■ Tarefa atribuída ■
Segundo o texto sobre cirurgia no Espaço, a que entidade foi apresentada a solução SASPEX?

Uma viagem a Marte dura, pelo menos, dois anos. Com um período de viagem tão longo a probabilidade de um dos astronautas precisar de se submeter a uma intervenção cirúrgica aumenta consideravelmente. O que levanta a questão: como fazer uma cirurgia no Espaço?
Nos últimos 18 meses, a GMV, a Universidade Católica de Lovaina, Bélgica, e o Instituto de Medicina e de Fisiologia Espacial de França têm vindo a trabalhar numa solução para as intervenções cirúrgicas espaciais. Desse estudo resultou o desenho de uma arquitetura-conceito para viagens espaciais de maior duração.
A solução, que dá pelo nome de Study On Assisted Surgery for Space Exploration (SASPEX), acaba de ser apresentada à Agência Espacial Europeia (ESA).

■ Entradas de dados ■
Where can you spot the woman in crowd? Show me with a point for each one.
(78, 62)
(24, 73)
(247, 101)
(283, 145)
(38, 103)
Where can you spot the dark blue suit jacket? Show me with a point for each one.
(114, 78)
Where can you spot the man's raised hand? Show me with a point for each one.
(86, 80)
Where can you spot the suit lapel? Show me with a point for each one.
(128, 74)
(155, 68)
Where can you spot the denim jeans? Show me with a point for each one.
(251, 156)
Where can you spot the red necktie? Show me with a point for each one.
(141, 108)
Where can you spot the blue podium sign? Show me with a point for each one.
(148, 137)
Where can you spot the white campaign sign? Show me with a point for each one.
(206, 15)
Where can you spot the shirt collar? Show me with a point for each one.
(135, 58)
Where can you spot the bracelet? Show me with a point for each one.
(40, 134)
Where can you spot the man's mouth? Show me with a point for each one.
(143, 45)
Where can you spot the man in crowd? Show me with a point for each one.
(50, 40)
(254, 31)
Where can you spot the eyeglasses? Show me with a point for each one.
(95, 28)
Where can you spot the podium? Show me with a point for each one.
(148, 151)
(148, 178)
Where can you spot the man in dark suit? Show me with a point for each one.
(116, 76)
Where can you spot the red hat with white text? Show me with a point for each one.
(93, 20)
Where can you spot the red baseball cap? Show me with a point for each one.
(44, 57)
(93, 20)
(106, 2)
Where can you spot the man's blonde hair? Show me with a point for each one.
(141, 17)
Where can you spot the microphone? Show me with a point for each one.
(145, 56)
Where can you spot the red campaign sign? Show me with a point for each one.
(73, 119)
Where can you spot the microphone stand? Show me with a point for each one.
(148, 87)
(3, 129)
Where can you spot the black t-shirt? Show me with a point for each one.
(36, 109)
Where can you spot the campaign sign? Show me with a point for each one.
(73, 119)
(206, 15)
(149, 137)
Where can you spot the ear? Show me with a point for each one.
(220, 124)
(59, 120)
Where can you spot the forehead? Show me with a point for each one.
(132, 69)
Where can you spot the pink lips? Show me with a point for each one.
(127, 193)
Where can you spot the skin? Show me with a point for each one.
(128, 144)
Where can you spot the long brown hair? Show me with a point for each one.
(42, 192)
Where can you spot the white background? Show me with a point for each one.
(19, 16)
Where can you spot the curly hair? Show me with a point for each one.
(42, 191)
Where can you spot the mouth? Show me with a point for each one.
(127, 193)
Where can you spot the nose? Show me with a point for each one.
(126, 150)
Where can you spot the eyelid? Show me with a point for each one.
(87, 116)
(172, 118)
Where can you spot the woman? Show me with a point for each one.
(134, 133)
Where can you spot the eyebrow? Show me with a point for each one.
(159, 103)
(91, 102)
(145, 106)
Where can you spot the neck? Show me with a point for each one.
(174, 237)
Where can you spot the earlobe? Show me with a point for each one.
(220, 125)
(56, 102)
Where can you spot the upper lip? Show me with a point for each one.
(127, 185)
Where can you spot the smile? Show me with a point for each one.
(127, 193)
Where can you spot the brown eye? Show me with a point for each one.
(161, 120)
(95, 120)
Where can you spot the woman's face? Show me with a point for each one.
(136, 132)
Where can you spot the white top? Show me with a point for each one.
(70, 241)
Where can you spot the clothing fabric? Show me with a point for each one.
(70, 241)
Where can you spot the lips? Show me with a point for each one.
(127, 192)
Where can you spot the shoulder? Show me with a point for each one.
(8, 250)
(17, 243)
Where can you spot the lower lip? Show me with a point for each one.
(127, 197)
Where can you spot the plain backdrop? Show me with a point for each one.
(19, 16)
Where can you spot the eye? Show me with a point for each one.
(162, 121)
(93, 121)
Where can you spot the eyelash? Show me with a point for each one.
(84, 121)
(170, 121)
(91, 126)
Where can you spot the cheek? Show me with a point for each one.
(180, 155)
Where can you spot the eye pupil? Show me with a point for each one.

■ Solução do problema ■
À Agência Espacial Europeia (ESA).